**Exercise text:**
Some 300,000 teachers and their supporters marched though Oaxaca city in Mexico on Friday of last week. The mobilisation, which included people from across the country, was protesting at the repression of striking teachers and calling for the resignation of Oaxaca state governor Ulises Ruiz Ortíz.
Two days earlier Oaxaca city had witnessed the most brutal repression by the Oaxaca state government. Police poured into the centre of the city attacking men, women and children who were camped out in the streets around the main square, campaigning for fair pay for teachers. Allegedly four people were killed including two children. Unconfirmed reports say that five female teachers were raped while in police custody.
That night the city, which is a national tourist centre, was ominously quiet after police cleared the streets using tear gas, batons and guns. However the teachers refused to give up their fight and on Thursday teachers began arriving from all the states in Mexico to give their support and, incredibly they managed to reclaim the centre of Oaxaca. The atmosphere in the centre was buoyant and the teachers were determined, but there was a real expectation that there would be more repression from the police.

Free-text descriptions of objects
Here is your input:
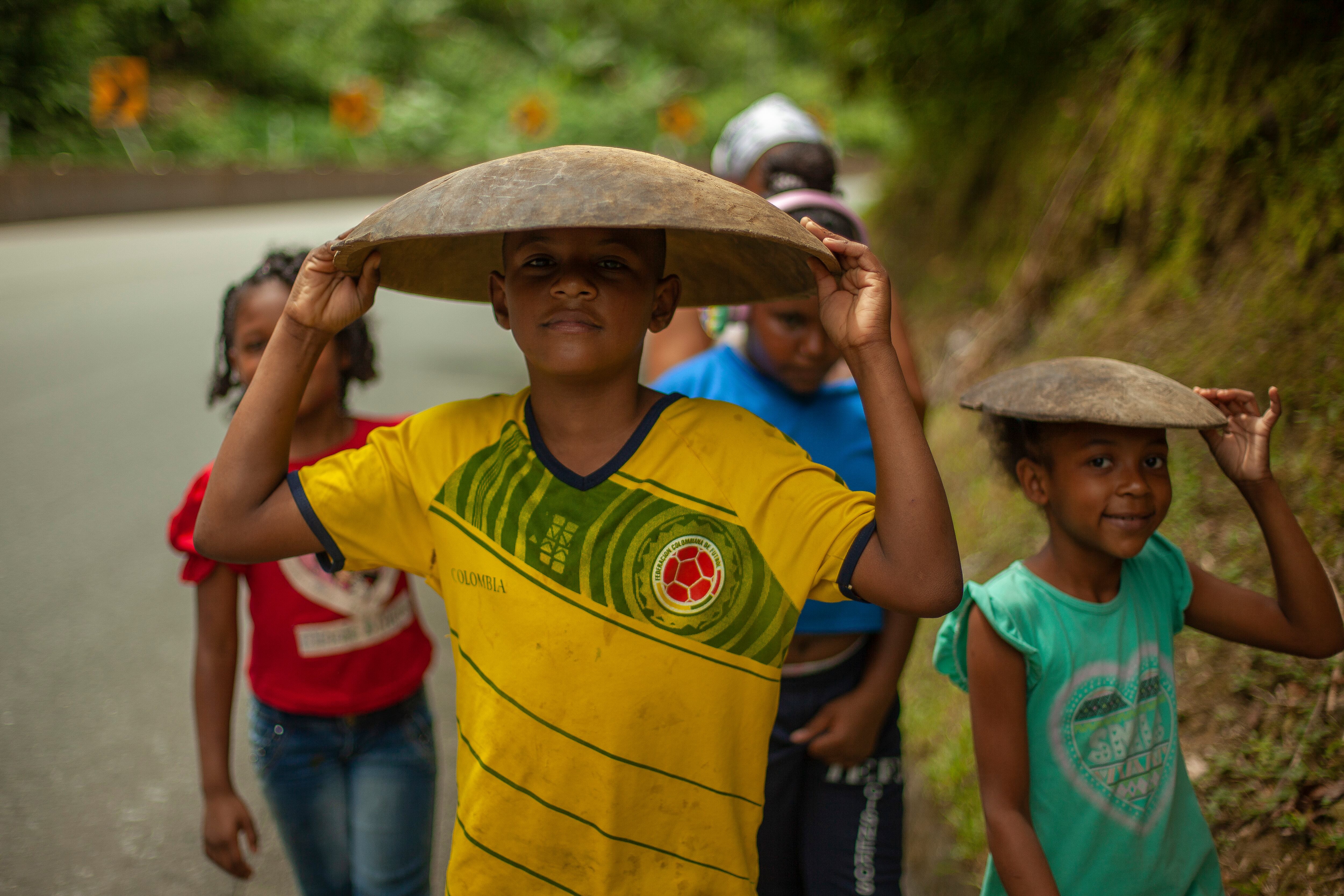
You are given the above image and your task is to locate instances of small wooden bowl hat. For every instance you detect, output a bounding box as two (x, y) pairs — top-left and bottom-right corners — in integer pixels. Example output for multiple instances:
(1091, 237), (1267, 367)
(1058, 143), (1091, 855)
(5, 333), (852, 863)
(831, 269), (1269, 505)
(961, 357), (1227, 430)
(333, 147), (840, 308)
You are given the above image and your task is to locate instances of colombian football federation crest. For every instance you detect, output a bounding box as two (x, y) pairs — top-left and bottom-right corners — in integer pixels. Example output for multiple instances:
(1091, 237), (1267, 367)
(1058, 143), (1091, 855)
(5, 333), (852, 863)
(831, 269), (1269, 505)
(652, 535), (723, 615)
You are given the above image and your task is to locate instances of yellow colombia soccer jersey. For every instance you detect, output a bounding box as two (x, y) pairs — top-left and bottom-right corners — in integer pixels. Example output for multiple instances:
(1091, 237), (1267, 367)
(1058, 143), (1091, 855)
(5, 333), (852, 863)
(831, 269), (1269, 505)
(290, 391), (874, 896)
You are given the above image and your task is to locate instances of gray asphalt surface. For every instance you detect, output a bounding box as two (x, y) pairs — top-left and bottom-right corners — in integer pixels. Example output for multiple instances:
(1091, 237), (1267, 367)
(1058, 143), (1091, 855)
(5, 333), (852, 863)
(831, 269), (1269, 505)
(0, 200), (526, 896)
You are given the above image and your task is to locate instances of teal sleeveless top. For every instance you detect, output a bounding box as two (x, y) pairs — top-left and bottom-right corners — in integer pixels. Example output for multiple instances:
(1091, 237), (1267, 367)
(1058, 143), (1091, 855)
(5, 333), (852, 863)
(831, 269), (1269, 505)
(934, 535), (1223, 896)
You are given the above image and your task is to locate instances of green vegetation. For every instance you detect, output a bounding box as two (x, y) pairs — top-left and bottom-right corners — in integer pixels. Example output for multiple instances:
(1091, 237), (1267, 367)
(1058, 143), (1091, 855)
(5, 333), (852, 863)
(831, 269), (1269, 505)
(0, 0), (900, 168)
(817, 0), (1344, 893)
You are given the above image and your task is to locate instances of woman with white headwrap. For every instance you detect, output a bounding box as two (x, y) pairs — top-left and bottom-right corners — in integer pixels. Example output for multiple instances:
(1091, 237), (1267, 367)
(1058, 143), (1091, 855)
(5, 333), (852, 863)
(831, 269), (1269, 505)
(649, 94), (923, 896)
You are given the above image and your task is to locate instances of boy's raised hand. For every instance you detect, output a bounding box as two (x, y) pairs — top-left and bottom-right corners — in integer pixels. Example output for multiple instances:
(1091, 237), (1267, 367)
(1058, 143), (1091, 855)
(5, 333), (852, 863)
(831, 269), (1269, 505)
(285, 243), (382, 334)
(1195, 385), (1284, 482)
(802, 218), (891, 353)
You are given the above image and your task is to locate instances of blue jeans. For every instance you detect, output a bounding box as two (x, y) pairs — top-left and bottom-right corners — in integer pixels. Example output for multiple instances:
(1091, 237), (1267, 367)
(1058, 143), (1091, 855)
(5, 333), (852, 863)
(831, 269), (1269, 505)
(757, 650), (905, 896)
(251, 688), (438, 896)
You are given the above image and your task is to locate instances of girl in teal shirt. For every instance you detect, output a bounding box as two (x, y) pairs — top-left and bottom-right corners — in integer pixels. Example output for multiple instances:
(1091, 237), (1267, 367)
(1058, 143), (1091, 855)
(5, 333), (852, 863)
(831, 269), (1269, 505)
(934, 359), (1344, 896)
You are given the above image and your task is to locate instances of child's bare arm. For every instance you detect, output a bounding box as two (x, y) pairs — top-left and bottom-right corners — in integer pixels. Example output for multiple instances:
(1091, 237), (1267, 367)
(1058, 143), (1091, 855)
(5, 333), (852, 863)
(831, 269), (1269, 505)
(192, 566), (257, 880)
(966, 607), (1059, 896)
(195, 246), (379, 563)
(1185, 388), (1344, 657)
(804, 219), (961, 617)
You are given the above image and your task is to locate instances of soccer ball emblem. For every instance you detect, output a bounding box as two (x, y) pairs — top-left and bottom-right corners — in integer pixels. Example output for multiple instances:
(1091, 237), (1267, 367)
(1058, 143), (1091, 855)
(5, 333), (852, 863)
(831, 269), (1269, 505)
(653, 535), (723, 615)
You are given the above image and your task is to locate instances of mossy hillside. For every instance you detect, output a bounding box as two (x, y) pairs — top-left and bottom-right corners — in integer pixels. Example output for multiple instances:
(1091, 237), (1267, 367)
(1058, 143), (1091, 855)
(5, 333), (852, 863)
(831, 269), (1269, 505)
(879, 4), (1344, 893)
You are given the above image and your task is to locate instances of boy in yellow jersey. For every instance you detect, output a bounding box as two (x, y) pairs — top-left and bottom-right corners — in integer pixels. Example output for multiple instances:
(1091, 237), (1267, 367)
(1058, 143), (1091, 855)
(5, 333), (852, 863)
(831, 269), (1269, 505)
(196, 144), (961, 896)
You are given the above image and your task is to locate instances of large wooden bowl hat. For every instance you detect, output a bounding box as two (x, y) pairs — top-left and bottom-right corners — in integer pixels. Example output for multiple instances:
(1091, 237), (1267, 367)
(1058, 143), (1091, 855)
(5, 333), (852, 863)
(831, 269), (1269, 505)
(333, 147), (840, 306)
(961, 357), (1227, 430)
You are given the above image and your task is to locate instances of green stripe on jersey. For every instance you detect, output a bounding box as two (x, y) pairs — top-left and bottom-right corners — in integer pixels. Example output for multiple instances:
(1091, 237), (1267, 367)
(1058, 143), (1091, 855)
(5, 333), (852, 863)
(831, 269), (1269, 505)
(434, 420), (798, 666)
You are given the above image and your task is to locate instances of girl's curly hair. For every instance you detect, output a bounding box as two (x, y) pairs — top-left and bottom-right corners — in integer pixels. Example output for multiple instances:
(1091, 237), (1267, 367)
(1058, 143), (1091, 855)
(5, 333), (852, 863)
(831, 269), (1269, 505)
(980, 414), (1051, 485)
(206, 248), (378, 407)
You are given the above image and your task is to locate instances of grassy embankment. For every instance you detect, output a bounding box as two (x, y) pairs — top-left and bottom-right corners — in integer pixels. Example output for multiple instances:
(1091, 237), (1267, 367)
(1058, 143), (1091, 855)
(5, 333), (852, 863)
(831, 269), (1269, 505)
(878, 13), (1344, 893)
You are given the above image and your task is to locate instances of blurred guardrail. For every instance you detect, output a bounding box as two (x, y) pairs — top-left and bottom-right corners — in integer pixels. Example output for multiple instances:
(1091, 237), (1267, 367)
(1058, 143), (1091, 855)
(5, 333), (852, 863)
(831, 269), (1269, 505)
(0, 167), (446, 223)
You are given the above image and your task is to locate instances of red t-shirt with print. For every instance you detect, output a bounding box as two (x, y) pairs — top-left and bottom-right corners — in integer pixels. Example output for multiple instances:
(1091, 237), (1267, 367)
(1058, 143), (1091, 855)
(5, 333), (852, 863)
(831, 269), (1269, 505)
(168, 419), (434, 716)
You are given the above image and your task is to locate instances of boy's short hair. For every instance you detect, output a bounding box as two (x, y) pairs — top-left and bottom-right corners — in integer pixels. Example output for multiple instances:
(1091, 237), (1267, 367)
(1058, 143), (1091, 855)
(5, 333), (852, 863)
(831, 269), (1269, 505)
(980, 414), (1051, 485)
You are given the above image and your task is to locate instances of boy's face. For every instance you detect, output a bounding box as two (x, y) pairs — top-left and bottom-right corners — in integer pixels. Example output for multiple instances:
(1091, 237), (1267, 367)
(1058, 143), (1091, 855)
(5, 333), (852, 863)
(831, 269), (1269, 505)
(491, 227), (681, 376)
(1017, 423), (1172, 559)
(747, 298), (840, 395)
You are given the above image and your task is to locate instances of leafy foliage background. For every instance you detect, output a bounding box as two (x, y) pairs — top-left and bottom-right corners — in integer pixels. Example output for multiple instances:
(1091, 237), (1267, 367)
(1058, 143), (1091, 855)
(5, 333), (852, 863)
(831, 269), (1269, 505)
(809, 0), (1344, 893)
(0, 0), (900, 168)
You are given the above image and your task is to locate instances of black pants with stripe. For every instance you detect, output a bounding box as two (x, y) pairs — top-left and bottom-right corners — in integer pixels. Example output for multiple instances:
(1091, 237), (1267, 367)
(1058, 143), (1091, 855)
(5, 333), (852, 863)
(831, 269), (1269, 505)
(757, 650), (903, 896)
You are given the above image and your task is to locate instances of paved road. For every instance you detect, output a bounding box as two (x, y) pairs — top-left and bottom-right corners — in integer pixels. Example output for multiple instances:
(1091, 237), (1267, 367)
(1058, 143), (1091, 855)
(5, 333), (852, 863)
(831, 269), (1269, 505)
(0, 200), (524, 896)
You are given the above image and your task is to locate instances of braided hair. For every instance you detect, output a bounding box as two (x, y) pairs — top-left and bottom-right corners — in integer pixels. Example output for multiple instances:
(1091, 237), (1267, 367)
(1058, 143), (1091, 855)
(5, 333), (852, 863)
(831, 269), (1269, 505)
(206, 248), (378, 407)
(980, 412), (1052, 485)
(761, 144), (836, 196)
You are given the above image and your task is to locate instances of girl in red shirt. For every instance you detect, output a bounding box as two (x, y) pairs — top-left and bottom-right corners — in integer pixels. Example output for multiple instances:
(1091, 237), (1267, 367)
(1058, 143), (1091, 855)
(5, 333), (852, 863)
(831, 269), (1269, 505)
(168, 252), (437, 896)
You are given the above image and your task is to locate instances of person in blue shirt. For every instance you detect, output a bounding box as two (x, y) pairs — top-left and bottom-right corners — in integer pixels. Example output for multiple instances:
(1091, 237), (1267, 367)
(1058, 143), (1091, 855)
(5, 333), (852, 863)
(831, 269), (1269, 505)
(653, 177), (923, 896)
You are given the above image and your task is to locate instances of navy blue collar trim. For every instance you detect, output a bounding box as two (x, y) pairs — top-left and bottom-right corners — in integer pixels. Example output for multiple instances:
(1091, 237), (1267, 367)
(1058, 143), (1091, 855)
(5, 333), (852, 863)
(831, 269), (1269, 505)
(523, 392), (685, 492)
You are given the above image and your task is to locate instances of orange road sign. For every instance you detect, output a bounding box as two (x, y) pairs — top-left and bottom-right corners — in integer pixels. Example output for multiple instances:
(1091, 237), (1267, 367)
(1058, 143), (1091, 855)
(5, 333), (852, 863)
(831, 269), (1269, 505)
(508, 93), (556, 140)
(331, 78), (383, 137)
(89, 56), (149, 129)
(659, 97), (704, 144)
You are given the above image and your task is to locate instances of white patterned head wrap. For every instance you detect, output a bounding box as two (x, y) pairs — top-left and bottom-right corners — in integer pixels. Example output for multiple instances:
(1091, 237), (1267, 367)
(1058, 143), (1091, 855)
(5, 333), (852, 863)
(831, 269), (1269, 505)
(710, 93), (827, 181)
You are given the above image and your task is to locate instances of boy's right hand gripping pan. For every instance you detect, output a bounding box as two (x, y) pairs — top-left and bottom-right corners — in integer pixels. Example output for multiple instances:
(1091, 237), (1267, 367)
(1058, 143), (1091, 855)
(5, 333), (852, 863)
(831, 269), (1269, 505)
(333, 147), (840, 308)
(961, 357), (1227, 430)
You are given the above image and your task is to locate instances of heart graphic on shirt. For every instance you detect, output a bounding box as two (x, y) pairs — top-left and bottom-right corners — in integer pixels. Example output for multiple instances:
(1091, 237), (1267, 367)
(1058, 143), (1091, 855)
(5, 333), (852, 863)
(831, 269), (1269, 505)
(1050, 642), (1180, 831)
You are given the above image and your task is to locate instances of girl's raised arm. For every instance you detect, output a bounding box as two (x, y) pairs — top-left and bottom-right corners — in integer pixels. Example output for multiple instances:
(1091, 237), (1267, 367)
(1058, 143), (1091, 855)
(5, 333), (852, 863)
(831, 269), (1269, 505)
(1185, 387), (1344, 658)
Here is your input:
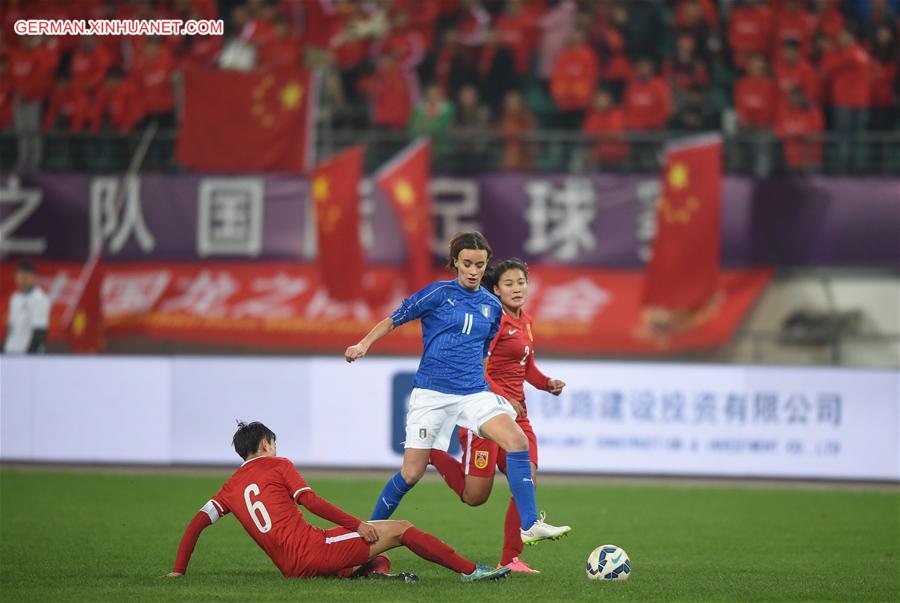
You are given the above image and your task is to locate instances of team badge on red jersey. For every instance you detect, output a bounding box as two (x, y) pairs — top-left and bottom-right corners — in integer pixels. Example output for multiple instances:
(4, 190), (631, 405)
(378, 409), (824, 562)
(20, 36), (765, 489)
(475, 450), (490, 469)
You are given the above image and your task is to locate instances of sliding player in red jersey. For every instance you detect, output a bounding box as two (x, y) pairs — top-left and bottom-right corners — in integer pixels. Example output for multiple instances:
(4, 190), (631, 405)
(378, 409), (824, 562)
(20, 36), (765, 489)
(168, 422), (509, 582)
(429, 259), (566, 573)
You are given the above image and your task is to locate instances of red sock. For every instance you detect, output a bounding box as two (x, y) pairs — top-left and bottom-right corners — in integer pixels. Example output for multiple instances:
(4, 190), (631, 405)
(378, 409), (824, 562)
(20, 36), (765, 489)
(428, 450), (466, 498)
(400, 528), (475, 574)
(500, 498), (522, 565)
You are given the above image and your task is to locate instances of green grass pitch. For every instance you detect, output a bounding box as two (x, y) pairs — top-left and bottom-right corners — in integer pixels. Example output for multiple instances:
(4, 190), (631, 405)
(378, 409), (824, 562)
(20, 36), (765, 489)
(0, 469), (900, 603)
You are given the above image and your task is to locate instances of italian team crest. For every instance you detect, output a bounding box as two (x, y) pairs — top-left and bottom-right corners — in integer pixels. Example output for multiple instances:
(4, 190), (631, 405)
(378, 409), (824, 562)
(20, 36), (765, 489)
(475, 450), (490, 469)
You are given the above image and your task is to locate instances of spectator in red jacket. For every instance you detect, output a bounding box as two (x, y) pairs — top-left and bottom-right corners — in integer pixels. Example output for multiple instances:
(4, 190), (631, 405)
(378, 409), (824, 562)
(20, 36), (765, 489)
(130, 37), (175, 127)
(772, 0), (816, 57)
(0, 53), (13, 132)
(622, 58), (672, 168)
(492, 0), (537, 77)
(816, 0), (844, 40)
(775, 86), (824, 171)
(663, 32), (709, 106)
(498, 90), (536, 170)
(369, 53), (412, 129)
(728, 0), (772, 69)
(869, 23), (900, 166)
(179, 7), (222, 69)
(734, 54), (778, 176)
(476, 29), (520, 115)
(550, 30), (600, 128)
(42, 77), (90, 134)
(434, 27), (475, 98)
(812, 32), (838, 119)
(734, 54), (778, 129)
(256, 16), (303, 71)
(623, 58), (672, 132)
(9, 36), (59, 172)
(90, 70), (144, 134)
(590, 3), (634, 101)
(69, 36), (112, 95)
(869, 24), (900, 132)
(582, 88), (630, 165)
(774, 38), (819, 103)
(828, 27), (871, 170)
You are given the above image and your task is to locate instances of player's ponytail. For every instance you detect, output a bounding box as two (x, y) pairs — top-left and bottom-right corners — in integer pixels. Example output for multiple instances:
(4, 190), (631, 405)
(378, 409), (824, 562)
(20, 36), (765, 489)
(447, 230), (494, 270)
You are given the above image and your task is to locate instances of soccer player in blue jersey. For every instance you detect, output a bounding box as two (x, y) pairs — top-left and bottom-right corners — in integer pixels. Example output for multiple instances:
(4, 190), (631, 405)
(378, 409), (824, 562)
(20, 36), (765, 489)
(344, 231), (571, 544)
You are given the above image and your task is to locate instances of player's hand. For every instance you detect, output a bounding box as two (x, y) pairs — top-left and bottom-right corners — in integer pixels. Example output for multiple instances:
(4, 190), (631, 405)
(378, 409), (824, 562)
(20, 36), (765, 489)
(509, 400), (525, 417)
(344, 343), (368, 362)
(356, 521), (378, 544)
(547, 379), (566, 396)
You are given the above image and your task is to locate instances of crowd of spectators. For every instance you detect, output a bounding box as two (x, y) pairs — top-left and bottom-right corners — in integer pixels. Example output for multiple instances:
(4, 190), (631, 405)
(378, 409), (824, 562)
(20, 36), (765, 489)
(0, 0), (900, 175)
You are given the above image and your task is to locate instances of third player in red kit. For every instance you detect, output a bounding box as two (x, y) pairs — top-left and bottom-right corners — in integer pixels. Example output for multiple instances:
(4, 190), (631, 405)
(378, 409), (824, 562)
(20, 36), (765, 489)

**Exercises:**
A: Copy the Oaxaca protest report starting at "Some 300,000 teachers" and ending at "in police custody.", switching "teachers" to "educators" throughout.
B: Shorten the paragraph of the Oaxaca protest report that begins "Two days earlier" to a bulleted list of its main facts.

**Completed exercise:**
A:
Some 300,000 educators and their supporters marched though Oaxaca city in Mexico on Friday of last week. The mobilisation, which included people from across the country, was protesting at the repression of striking educators and calling for the resignation of Oaxaca state governor Ulises Ruiz Ortíz.
Two days earlier Oaxaca city had witnessed the most brutal repression by the Oaxaca state government. Police poured into the centre of the city attacking men, women and children who were camped out in the streets around the main square, campaigning for fair pay for educators. Allegedly four people were killed including two children. Unconfirmed reports say that five female educators were raped while in police custody.

B:
- Two days before the march, the Oaxaca state government carried out its most brutal repression in Oaxaca city.
- Police attacked men, women and children camped in the streets around the main square to campaign for fair pay for teachers.
- Four people, including two children, were allegedly killed.
- Unconfirmed reports say five female teachers were raped in police custody.